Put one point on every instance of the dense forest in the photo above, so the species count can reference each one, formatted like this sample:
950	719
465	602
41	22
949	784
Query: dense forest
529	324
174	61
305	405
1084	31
* * *
#### [WHAT IS EXPECTED]
Transcribe every record. Match each line exactly.

#### [COMPLETED EXERCISE]
Put one point on every instance of the dense forest in the photo above, so the species count can reference each one, formatted like this sample:
950	719
465	602
41	22
949	784
Query: dense forest
529	324
174	61
305	405
1084	31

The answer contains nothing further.